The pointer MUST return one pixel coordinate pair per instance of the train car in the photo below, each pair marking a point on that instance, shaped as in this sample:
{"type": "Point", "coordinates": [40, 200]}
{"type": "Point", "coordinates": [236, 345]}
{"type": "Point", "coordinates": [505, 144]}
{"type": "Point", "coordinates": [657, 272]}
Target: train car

□ □ □ □ □ □ □

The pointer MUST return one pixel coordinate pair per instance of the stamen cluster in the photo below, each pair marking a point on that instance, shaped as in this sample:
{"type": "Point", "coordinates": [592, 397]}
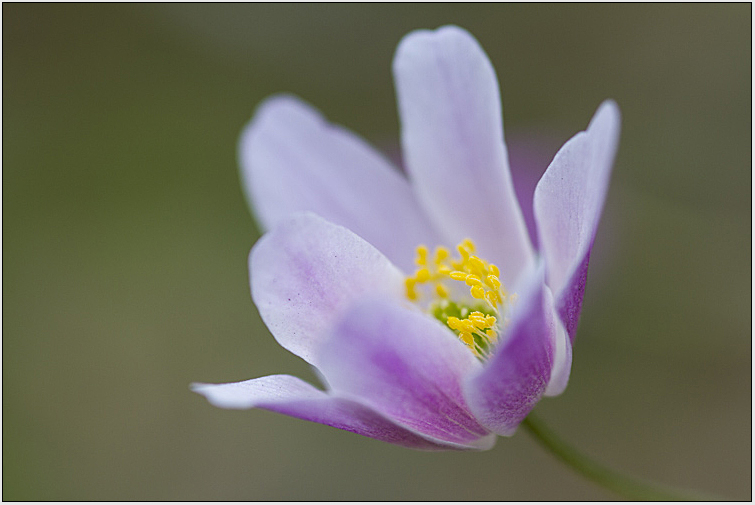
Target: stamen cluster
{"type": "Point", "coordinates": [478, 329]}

□ □ □ □ □ □ □

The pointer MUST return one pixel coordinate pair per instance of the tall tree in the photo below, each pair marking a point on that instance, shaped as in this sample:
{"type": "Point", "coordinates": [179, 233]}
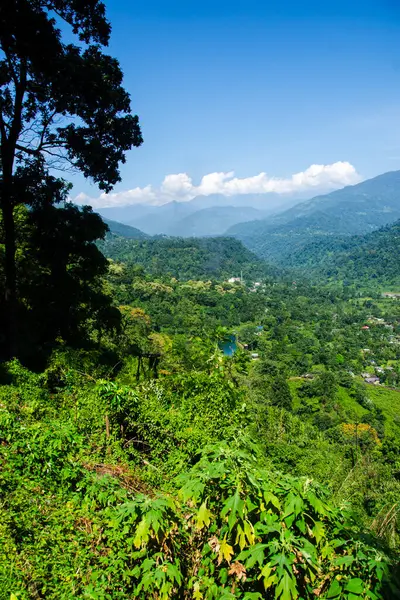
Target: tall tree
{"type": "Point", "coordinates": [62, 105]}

□ □ □ □ □ □ □

State how many of the lines above contain the string "photo", treating uppercase and lowercase as distinct. Give only the number.

TASK SOLUTION> 3